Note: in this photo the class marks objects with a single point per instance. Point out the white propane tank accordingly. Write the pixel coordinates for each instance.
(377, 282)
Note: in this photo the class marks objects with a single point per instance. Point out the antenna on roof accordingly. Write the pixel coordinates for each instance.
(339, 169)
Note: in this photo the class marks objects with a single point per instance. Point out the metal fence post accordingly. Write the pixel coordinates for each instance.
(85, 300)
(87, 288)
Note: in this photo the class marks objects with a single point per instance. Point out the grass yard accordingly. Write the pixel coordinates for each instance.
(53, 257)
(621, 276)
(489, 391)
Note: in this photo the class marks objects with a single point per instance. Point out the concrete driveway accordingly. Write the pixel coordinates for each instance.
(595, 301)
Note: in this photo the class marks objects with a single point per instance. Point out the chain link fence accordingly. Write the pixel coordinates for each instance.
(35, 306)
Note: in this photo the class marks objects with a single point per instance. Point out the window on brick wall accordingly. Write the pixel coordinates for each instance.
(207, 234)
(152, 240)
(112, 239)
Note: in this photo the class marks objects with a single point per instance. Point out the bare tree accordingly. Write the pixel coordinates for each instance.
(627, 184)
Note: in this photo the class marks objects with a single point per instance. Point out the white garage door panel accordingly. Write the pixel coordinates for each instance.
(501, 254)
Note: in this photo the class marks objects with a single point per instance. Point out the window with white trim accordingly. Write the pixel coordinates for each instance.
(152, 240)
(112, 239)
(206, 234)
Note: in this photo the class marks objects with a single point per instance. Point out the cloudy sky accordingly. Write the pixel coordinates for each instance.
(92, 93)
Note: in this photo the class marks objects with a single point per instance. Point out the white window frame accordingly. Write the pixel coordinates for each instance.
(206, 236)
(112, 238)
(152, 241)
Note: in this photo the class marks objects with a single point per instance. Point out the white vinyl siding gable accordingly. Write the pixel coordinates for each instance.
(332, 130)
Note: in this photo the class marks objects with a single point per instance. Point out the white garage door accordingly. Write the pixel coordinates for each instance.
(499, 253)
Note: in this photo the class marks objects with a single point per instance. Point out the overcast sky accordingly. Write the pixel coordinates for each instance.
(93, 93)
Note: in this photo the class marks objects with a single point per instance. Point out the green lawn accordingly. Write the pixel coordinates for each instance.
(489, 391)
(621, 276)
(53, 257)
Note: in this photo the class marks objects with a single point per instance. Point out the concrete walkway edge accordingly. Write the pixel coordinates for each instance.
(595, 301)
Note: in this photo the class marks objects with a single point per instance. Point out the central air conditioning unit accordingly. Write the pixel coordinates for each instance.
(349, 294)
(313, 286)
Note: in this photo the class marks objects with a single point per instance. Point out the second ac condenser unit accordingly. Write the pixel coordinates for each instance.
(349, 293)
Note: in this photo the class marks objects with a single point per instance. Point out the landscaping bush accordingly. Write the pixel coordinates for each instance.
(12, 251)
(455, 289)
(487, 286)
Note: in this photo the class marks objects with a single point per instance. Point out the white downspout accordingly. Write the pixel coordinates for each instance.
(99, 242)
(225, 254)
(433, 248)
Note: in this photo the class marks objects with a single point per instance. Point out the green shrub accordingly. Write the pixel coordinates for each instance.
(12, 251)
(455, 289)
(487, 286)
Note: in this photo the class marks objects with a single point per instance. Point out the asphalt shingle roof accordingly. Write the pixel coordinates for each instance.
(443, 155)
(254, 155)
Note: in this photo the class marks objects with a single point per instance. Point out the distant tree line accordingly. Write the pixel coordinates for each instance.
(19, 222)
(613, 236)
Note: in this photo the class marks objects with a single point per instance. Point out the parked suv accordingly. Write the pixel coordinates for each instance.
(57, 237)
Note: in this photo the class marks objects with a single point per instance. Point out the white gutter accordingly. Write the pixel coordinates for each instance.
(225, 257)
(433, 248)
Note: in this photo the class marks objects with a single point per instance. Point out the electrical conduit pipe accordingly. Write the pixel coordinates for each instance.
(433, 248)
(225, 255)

──────────

Task instructions. Print again each line of the listing above, exactly as it appears.

Task response.
Note: in this photo the class marks objects with a single point per instance. Point out the white propane tank accordingly. Write the pixel coordinates for each instance.
(377, 282)
Note: in this photo the class marks objects with a single point per instance. Point out the antenna on roof accordingly. Write the pixel coordinates for each instance.
(339, 169)
Note: in this photo the class marks objects with a single point per instance. Point out the metal fence post accordingly. Write the pixel coordinates for each instance.
(85, 300)
(87, 288)
Note: in this photo the class marks objects with a single point per instance. Point out the grass yard accordingly. Write the pixel coordinates for each instance.
(53, 257)
(621, 276)
(489, 391)
Note: in this photo the class marks objects with a single point per instance. Point out the concrete driveway accordingly. Write the pixel coordinates for each instance.
(595, 301)
Note: in this photo the class marks objects with a single point per instance. Point out the chain link fence accordingly. Write the pixel coordinates for each instance.
(35, 306)
Note: in this photo the class marks objects with a single point per instance. Point out the window on brick wall accordingly. Write the pixel coordinates for each instance.
(207, 234)
(152, 240)
(112, 239)
Note: in this photo the class marks objects with a single point per instance. Point out the bare tree accordingly. Write the pixel coordinates for each instance.
(627, 184)
Note: in this photo the class marks objects with a single point per instance. Point out the white garage door panel accordingly. Write the pixel coordinates for each instance.
(501, 254)
Note: in this photo the class marks objects with a single point per instance. Point out the window with white trim accordingly. Write the pixel coordinates for each instance.
(152, 240)
(112, 239)
(206, 234)
Note: in this photo the class marks objects with a single point per instance. Point out the cloudy sky accordingly. Write the pixel coordinates for each instance.
(92, 93)
Note: in this photo the class marks objects with a single point per instance. Point out the white window frame accordingly. Write the pixel coordinates for each instance.
(206, 236)
(112, 238)
(152, 241)
Note: in this photo the class marks objects with a single point per instance. Point out the white vinyl siding gable accordingly. Write the pixel coordinates for each instance.
(332, 130)
Note: in this photo the class marks objects with a single point per instance. Point out the white garage door accordingly. Write the pixel coordinates for each instance.
(499, 253)
Note: in this photo the class marks objects with a single point per instance. Point out the overcast sky accordingly. Write the pixel coordinates for each instance.
(93, 93)
Note: in this photo the class marks objects with a single point per instance. Point out the green lawn accordingly. Write the pixel coordinates for each instance.
(489, 391)
(621, 276)
(53, 257)
Note: in this photo the class marks objects with a single point per instance. Point out the concrete walkway edge accordingly. Write the pixel coordinates for each instance.
(595, 301)
Note: in this photo the class marks objects with a single point per instance. Point out the central air conditioning unit accordingly. Write the pixel coordinates for each instance.
(349, 294)
(313, 286)
Note: in this photo the class marks objects with a single point per instance. Point out the second ac condenser unit accordingly. Write the pixel coordinates for each instance.
(349, 293)
Note: in this photo the class marks objects with a single point per instance. Point out the landscaping bush accordingly. Write the pixel coordinates for each instance.
(12, 251)
(455, 289)
(487, 286)
Note: in this photo the class marks objects with a single point per instance. Point out the white downspout accordingly. Write the pixel coordinates for each instance.
(99, 242)
(225, 254)
(433, 248)
Note: in this photo the class marks objects with a single point per instance. Point out the green shrub accordingly. Write the pixel coordinates for each instance.
(12, 251)
(455, 289)
(487, 286)
Note: in this photo the class marks objects with a single point per instance. Point out the asphalt shingle roof accordingly. Write the pixel coordinates for each instance.
(443, 155)
(254, 155)
Note: in this photo the class marks objects with a single point per instance. Point out the distant tree line accordingly. Write the pixel coordinates for each instance.
(19, 222)
(613, 236)
Note: in this photo the class marks objects with a single point per instance. Point out the parked suv accordingly. Write the pixel coordinates for each instance.
(57, 237)
Note: in this photo the class marks objects with a single point per instance. Point out the white gutter accordingly. Write the pixel coordinates for each instance.
(225, 257)
(433, 248)
Note: in this photo the class marks objects with a single point per instance. Point out the electrical conduit pipe accordingly. Write the pixel coordinates for each instance.
(433, 248)
(225, 255)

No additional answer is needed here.